** Excerpts of location labeling data **
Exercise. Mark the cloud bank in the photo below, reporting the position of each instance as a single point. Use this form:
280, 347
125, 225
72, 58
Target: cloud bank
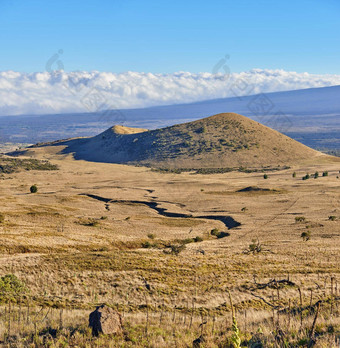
63, 92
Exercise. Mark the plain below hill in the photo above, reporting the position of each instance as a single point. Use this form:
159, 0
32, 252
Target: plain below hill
221, 141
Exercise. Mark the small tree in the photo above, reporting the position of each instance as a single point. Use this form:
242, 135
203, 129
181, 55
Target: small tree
34, 189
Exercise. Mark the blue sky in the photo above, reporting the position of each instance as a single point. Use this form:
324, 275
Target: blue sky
168, 36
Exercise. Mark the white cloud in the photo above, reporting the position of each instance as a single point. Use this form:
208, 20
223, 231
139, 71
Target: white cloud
60, 92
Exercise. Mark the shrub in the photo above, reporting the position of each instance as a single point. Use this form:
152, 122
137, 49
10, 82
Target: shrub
300, 219
306, 177
215, 232
255, 246
146, 245
174, 249
34, 189
306, 236
11, 287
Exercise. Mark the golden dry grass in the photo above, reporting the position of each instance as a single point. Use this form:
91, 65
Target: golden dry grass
75, 252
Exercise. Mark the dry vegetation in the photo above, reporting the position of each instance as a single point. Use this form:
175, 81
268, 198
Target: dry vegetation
88, 237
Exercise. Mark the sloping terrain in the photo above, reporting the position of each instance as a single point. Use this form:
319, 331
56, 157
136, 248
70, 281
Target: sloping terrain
220, 141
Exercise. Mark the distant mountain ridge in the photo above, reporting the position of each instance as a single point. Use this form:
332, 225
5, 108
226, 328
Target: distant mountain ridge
311, 116
219, 141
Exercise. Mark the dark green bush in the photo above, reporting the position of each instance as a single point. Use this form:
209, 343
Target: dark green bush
11, 288
306, 236
34, 189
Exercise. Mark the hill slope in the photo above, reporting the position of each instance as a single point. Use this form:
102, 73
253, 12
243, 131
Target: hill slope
220, 141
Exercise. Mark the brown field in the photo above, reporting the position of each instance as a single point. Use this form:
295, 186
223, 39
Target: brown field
96, 233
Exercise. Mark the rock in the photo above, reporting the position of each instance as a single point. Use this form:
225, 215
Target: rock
105, 320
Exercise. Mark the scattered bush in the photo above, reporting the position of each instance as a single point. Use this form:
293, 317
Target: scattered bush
174, 249
147, 245
306, 236
34, 189
300, 219
11, 288
255, 246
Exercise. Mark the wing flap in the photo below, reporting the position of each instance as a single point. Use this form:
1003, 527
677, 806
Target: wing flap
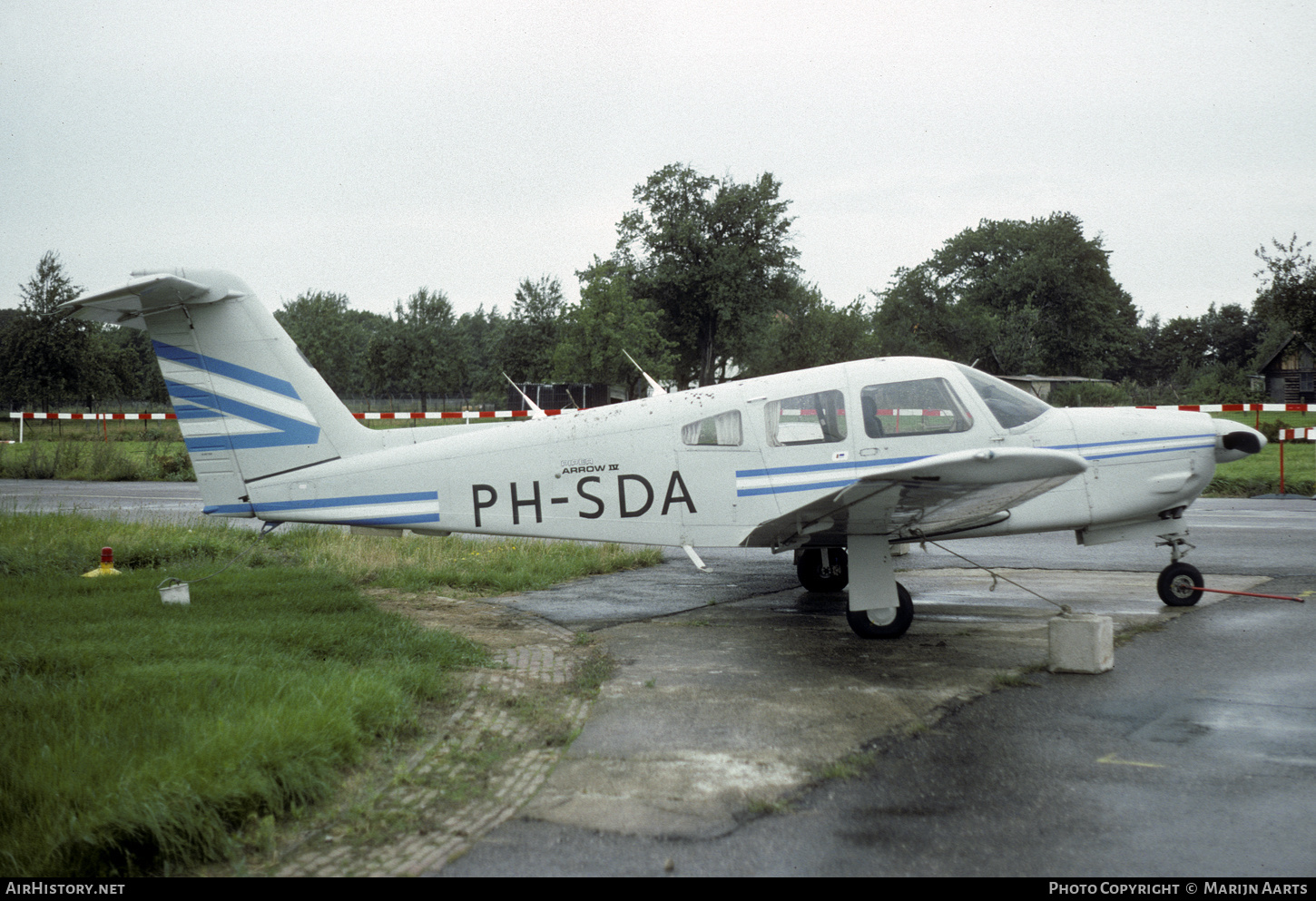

** Task prompt **
Copy out every row above, swapping each "Use this form" for "Follow this format" and changing nothing else. Leave the pictures out.

** Full answer **
Exercise. Mark the cloud bank in the photo below, reporting the position of each instance as a single point. Follow this format:
280, 347
125, 225
72, 58
Target: cloud bank
63, 92
Exercise. Mark the plain below hill in the photo above, reporting the position of each instance as a single point. Follow this format:
159, 0
32, 252
Target: plain below hill
221, 141
Exercise. Mark the small tree in the photo above, reporting the position of each instance as a single point. Follow this format:
242, 135
203, 129
181, 55
Target: small tree
34, 189
Exercise. Mark the blue sky in the photo above, reporting the position of each instance as a single point. Follow this format:
324, 275
Target: blue sky
168, 36
Exercise. Mark the white cloud in the photo above, reporting the position of each instance as a single point. Follow this format:
208, 20
223, 231
139, 71
Target: white cloud
60, 92
Exercise. Mark the shrub in the photo above, reporting the position of each instance as a single point. Follow this format:
152, 122
137, 49
10, 82
Target: shrub
300, 219
306, 177
215, 232
255, 246
146, 245
174, 249
34, 189
306, 236
11, 287
Exercise. Mark the golden dry grass in the photo above, reporting the position of each instance as a single point. Follow this format:
91, 65
Target: golden dry grass
75, 252
Exercise. Mark the dry vegetation in the photo above, reporting the position of each instance as a single point. Follow this format:
175, 81
268, 198
Target: dry vegetation
88, 237
Exercise. Mark the sloping terrain in the photo above, reporting the position of each instance as a single point. Follow this format:
319, 331
56, 157
136, 248
70, 281
Target: sloping terrain
220, 141
Exercise. Mark the distant mountain ridge in the photo above, reporting the position of each instance as a single point. Follow this format:
332, 225
5, 108
226, 328
Target: distant mountain ridge
311, 116
219, 141
Exercise. Mark the dark green bush in the photo above, reporting the position of each instance as a single point. Follow this format:
209, 343
Target: dark green bush
11, 288
306, 236
34, 189
Exercise. Mark the hill slope in the photo above, reporting the position of each instance as a single point. Follow this format:
102, 73
253, 12
243, 131
Target: hill slope
220, 141
Exercise. Mark the brown field in the photo above, reporting the position of each instance as a single point. Follow this format:
295, 186
223, 39
Target: brown field
96, 233
Exercise. Mark the rock in the photo above, reporting the position of each instance as a single point. Follow this format:
225, 215
Target: rock
105, 320
Exercise. Mark the scattered bush in the photo above, reporting the position of each instance as a single point. Follow this format:
293, 317
Target: scattered bush
174, 249
147, 245
306, 236
34, 189
300, 219
11, 288
255, 246
Exercise. Mark the wing flap in the photo below, reporting the position of each instance as a single point. Follow this format:
1003, 527
677, 806
Target: wing flap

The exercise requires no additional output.